-- TASK TO COMPLETE --
Your answer should hold exactly the lines from the one with "white refrigerator, writing" through the last line of the material below, nothing before and nothing extra.

-- DATA EXTRACTS --
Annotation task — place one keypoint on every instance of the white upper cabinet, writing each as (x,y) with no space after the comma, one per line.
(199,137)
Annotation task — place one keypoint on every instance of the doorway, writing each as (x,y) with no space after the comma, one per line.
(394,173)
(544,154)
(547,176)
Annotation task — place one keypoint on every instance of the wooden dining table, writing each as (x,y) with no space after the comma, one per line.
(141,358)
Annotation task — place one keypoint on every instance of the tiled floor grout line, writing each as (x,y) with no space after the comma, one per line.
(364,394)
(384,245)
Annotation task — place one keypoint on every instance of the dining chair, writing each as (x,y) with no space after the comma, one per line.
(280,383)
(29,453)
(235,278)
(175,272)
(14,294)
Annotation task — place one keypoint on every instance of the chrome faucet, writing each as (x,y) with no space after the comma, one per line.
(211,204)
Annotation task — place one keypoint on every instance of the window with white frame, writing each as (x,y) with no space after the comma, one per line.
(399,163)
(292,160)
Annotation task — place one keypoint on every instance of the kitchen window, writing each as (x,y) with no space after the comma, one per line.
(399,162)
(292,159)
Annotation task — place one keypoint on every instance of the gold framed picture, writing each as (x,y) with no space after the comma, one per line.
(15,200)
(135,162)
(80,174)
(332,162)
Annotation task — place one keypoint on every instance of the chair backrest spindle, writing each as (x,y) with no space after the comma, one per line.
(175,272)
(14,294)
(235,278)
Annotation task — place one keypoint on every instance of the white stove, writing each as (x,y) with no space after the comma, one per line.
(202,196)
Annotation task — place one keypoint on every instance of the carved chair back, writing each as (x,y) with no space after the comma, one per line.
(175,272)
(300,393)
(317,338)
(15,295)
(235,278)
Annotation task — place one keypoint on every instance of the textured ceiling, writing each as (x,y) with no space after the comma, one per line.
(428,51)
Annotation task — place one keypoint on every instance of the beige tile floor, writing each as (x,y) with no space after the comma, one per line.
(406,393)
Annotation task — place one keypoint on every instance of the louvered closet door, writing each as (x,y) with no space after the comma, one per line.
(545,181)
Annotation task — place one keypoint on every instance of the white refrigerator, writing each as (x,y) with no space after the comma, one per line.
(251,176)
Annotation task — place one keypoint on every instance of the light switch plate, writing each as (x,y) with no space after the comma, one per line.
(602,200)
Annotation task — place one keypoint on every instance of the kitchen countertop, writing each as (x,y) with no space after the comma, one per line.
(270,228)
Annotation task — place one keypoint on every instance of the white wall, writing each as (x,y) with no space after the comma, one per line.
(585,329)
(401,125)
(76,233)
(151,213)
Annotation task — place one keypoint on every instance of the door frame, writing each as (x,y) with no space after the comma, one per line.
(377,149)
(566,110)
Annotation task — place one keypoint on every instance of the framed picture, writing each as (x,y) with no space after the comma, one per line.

-- ANSWER SECTION --
Annotation task — place one keypoint on every instance of the white refrigerator, writing each as (x,y) with no space after the comma, one per line.
(251,176)
Annotation task — place one keypoint on every instance of the light switch plate, writing each as (x,y) with no space after the comma, one per line.
(602,200)
Annotation task — place one keypoint on every instance of the kitchen countertop, writing each as (x,y) with no space after the comma, one per line.
(270,228)
Annotation task — place one keypoint on every instance of the white wall, writing each as (x,y) with no space after the comma, one per line.
(585,329)
(401,125)
(76,233)
(151,213)
Annotation task — place one keypoint on every instance of the door frame, writing each as (x,y) with no space after the comma, one per line.
(377,149)
(566,110)
Annotation task — place one keypoint on every instance of the framed picture, writing each as (x,y) with no space after the comma, one per line.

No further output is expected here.